* begin Provided material *
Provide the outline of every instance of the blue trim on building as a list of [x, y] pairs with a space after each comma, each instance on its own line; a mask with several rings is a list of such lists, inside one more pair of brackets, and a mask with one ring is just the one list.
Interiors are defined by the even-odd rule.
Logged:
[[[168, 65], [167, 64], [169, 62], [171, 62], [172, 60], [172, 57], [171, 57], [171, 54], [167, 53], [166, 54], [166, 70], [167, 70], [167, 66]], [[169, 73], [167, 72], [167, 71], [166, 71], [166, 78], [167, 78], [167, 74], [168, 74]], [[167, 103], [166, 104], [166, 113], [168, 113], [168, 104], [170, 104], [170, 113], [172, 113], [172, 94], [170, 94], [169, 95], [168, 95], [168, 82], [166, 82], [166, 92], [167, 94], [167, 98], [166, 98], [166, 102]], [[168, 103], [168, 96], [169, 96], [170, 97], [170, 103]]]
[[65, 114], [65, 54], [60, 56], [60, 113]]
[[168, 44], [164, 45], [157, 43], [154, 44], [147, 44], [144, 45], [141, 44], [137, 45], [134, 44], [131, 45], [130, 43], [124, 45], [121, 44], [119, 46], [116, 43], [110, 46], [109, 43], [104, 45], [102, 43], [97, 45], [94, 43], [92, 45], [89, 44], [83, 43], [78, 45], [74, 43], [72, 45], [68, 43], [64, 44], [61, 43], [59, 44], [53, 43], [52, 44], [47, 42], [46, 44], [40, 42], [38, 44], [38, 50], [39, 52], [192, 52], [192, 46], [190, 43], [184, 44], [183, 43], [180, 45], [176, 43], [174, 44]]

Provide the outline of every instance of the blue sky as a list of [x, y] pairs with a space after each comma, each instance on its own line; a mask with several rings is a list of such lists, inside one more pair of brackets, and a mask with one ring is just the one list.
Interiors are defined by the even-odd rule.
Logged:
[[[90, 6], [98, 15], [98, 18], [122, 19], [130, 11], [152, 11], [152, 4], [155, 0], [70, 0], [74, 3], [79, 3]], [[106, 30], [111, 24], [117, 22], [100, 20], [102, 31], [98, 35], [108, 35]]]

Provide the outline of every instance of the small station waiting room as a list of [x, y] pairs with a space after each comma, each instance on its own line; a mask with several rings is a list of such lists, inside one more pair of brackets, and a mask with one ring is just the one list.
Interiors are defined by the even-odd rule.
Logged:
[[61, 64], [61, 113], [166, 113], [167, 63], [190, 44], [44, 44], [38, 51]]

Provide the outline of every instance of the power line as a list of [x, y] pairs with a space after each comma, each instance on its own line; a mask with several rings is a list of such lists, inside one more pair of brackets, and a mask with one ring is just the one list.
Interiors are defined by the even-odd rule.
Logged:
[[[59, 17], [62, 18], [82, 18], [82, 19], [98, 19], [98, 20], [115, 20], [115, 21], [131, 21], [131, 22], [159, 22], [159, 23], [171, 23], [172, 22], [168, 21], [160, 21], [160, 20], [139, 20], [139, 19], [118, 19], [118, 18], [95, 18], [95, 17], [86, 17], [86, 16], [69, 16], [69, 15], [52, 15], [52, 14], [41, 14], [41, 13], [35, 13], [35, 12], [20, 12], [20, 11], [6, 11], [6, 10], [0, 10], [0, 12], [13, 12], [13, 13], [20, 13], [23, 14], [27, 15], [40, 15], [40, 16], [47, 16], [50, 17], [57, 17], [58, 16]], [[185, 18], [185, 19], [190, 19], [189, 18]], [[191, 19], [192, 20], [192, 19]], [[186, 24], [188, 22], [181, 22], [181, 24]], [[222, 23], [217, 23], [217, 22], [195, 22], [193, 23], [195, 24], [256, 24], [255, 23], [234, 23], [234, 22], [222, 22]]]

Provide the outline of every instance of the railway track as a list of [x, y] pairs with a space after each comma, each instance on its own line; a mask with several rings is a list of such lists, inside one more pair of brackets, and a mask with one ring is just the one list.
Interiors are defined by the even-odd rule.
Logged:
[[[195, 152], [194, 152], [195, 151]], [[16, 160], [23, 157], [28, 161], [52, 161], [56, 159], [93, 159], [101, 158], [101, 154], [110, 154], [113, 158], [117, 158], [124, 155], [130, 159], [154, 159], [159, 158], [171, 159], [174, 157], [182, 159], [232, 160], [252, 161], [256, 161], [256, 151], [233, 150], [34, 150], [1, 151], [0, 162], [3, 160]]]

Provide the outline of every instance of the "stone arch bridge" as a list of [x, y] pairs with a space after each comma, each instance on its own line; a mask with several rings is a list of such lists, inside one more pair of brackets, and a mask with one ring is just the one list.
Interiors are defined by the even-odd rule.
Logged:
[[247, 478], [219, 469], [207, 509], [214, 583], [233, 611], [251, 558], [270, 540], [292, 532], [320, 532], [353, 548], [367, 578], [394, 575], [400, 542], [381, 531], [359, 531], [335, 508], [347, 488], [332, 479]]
* end Provided material *
### The exercise
Copy out every one of the entries above word for word, leaving nothing out and changing nothing.

### Result
Provide the outline of every instance of the blue trim on building as a list of [x, y] pairs with a space after each comma, each instance on its own line; a mask with several rings is a list of such lists, inside one more pair of brackets, and a mask with one ring is just the one list.
Interiors are defined by the even-odd rule.
Logged:
[[[168, 65], [167, 64], [169, 62], [171, 62], [172, 60], [172, 57], [171, 57], [171, 54], [167, 53], [166, 54], [166, 70], [167, 70], [167, 66]], [[169, 73], [167, 72], [167, 71], [166, 71], [166, 78], [167, 78], [167, 74], [168, 74]], [[167, 103], [166, 104], [166, 113], [168, 113], [168, 104], [170, 104], [170, 113], [172, 113], [172, 94], [170, 94], [169, 95], [168, 95], [168, 82], [166, 82], [166, 92], [167, 94], [167, 98], [166, 98], [166, 102]], [[168, 103], [168, 96], [169, 96], [170, 97], [170, 103]]]
[[65, 114], [65, 54], [60, 56], [60, 113]]
[[168, 44], [164, 45], [157, 43], [154, 44], [147, 44], [144, 45], [141, 44], [137, 45], [134, 44], [131, 45], [130, 43], [124, 45], [121, 44], [119, 46], [116, 43], [110, 46], [109, 43], [104, 45], [102, 43], [97, 45], [94, 43], [92, 45], [89, 44], [83, 43], [78, 45], [74, 43], [72, 45], [68, 43], [64, 44], [61, 43], [59, 44], [53, 43], [52, 44], [47, 42], [46, 44], [40, 42], [38, 44], [38, 50], [39, 52], [192, 52], [192, 46], [190, 43], [184, 44], [183, 43], [180, 45], [176, 43], [174, 44]]

Provide the outline of every instance of the blue sky as a list of [x, y] pairs with a space after each comma, each instance on its own line; a mask with several rings is a list of such lists, inside one more pair of brackets, and a mask with one ring is just the one list.
Interiors are defined by the even-odd rule.
Logged:
[[[90, 6], [98, 15], [98, 18], [122, 19], [130, 11], [152, 11], [152, 4], [155, 0], [70, 0], [74, 3], [79, 3]], [[106, 30], [111, 24], [117, 22], [100, 20], [102, 31], [98, 35], [108, 35]]]

Provide the outline of every instance of the small station waiting room as a list of [x, y] pairs with a space after each comma, each instance on its own line; a mask with several rings is a list of such lists, inside one more pair of brackets, and a mask with one ring is just the one list.
Interiors are defined by the even-odd rule.
Logged:
[[61, 64], [61, 113], [166, 113], [167, 63], [190, 44], [44, 44], [38, 51]]

Provide the outline of every instance of the power line as a list of [x, y] pairs with a space after each comma, each instance on its own line; a mask with several rings is a list of such lists, inside one more pair of brackets, and a mask with one ring is just the one list.
Interiors are defined by the even-odd rule.
Logged:
[[[59, 17], [62, 18], [82, 18], [82, 19], [98, 19], [98, 20], [115, 20], [115, 21], [131, 21], [131, 22], [159, 22], [159, 23], [171, 23], [172, 22], [168, 21], [160, 21], [160, 20], [139, 20], [139, 19], [118, 19], [118, 18], [95, 18], [95, 17], [86, 17], [86, 16], [69, 16], [69, 15], [52, 15], [52, 14], [41, 14], [41, 13], [35, 13], [35, 12], [20, 12], [20, 11], [6, 11], [6, 10], [0, 10], [0, 12], [13, 12], [13, 13], [20, 13], [23, 14], [27, 15], [40, 15], [40, 16], [47, 16], [50, 17], [57, 17], [58, 16]], [[185, 18], [185, 19], [190, 19], [189, 18]], [[191, 19], [192, 20], [192, 19]], [[186, 24], [188, 22], [181, 22], [181, 24]], [[222, 23], [217, 23], [217, 22], [195, 22], [193, 23], [195, 24], [256, 24], [255, 23], [234, 23], [234, 22], [222, 22]]]

Provide the outline of every instance of the railway track as a list of [x, y] pairs with a space after each comma, each instance on its own line; a mask with several rings is a list of such lists, inside one more pair of brackets, and a mask with one ring is just the one list.
Interiors are defined by the even-odd rule.
Logged:
[[[195, 152], [194, 152], [195, 151]], [[16, 160], [23, 157], [28, 161], [52, 161], [56, 159], [93, 159], [101, 158], [101, 154], [110, 154], [113, 158], [117, 158], [124, 155], [130, 159], [154, 159], [159, 158], [171, 159], [174, 157], [182, 159], [232, 160], [252, 161], [256, 161], [256, 151], [233, 150], [34, 150], [1, 151], [0, 162], [3, 160]]]

Provide the outline of every instance of the "stone arch bridge" as a list of [x, y] pairs with a space after each comma, each instance on its own line; a mask with several rings is a list of such lists, inside one more pair of brackets, and a mask with one ring is just the one list.
Interiors are defined by the even-odd rule.
Logged:
[[247, 478], [219, 469], [207, 509], [214, 583], [233, 611], [251, 558], [270, 540], [292, 532], [320, 532], [353, 548], [367, 578], [394, 575], [400, 542], [381, 531], [359, 531], [335, 508], [347, 488], [332, 479]]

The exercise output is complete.